**Records for the task**
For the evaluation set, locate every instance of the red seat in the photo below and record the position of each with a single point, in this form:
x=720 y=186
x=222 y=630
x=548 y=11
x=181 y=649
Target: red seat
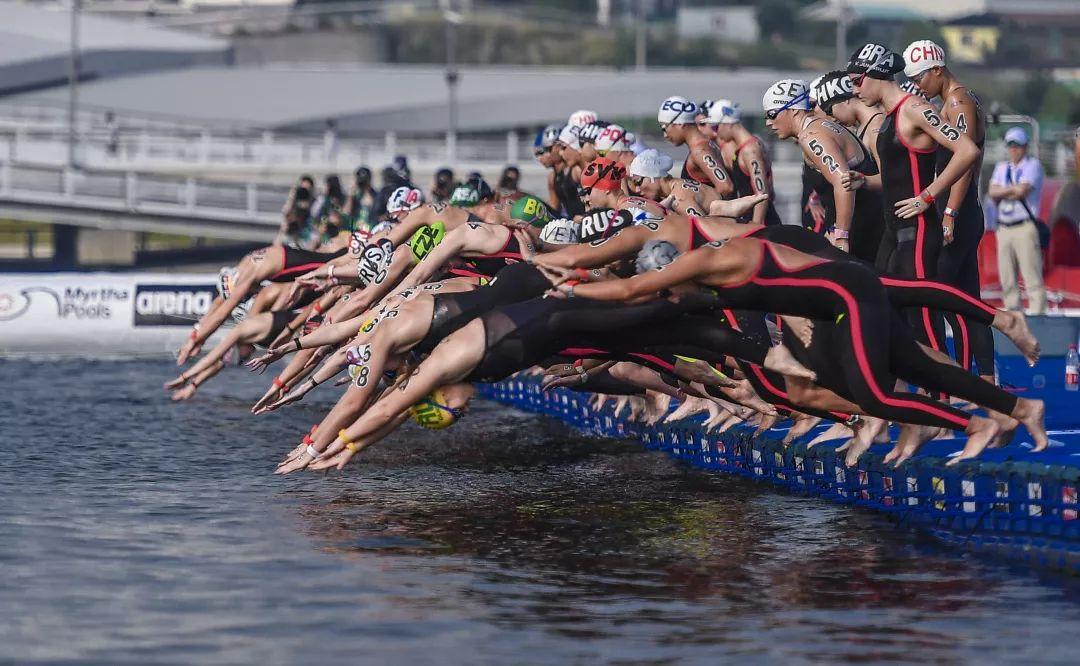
x=988 y=261
x=1064 y=245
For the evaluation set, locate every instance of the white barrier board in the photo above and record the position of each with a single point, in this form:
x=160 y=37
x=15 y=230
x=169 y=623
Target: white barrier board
x=85 y=314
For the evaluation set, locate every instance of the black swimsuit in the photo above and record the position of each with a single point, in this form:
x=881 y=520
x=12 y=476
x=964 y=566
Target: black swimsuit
x=744 y=187
x=915 y=243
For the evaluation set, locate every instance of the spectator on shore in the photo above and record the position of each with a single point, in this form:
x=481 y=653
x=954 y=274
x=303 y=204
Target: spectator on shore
x=443 y=187
x=1015 y=189
x=361 y=201
x=329 y=140
x=296 y=214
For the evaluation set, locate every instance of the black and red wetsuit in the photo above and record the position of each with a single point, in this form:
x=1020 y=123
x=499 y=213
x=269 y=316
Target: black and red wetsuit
x=296 y=262
x=912 y=246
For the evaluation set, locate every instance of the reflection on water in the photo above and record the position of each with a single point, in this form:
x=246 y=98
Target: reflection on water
x=140 y=531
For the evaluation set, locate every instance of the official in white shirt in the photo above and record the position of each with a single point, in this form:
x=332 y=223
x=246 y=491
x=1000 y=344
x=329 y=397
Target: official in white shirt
x=1015 y=188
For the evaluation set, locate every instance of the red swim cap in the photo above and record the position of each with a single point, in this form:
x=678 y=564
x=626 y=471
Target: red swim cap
x=603 y=174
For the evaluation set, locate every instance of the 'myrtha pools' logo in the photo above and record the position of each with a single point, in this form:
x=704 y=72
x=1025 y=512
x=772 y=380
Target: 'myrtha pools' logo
x=70 y=302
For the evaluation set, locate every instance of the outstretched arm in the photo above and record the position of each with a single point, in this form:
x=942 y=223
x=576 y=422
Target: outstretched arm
x=964 y=154
x=686 y=268
x=598 y=253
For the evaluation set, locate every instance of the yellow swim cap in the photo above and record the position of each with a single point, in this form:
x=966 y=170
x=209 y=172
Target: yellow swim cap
x=433 y=413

**Task objective**
Convert the material above into a JSON list of strings, one string per line and no blank lines. Begin at the line that contains "of the outstretched" and continue through the last line of the material.

**Reply to the exercise**
[
  "For the evaluation set, locate every instance of the outstretched arm in the photo above and record the position of each with a single point, in this form:",
  "x=942 y=223",
  "x=576 y=422",
  "Target: outstretched arm",
  "x=964 y=154",
  "x=686 y=268",
  "x=598 y=253",
  "For the evaluation set, locate every instance of the yellow swim cap in the photo above and record the position of each with a single point, in this form:",
  "x=966 y=170",
  "x=209 y=172",
  "Target: yellow swim cap",
  "x=433 y=413"
]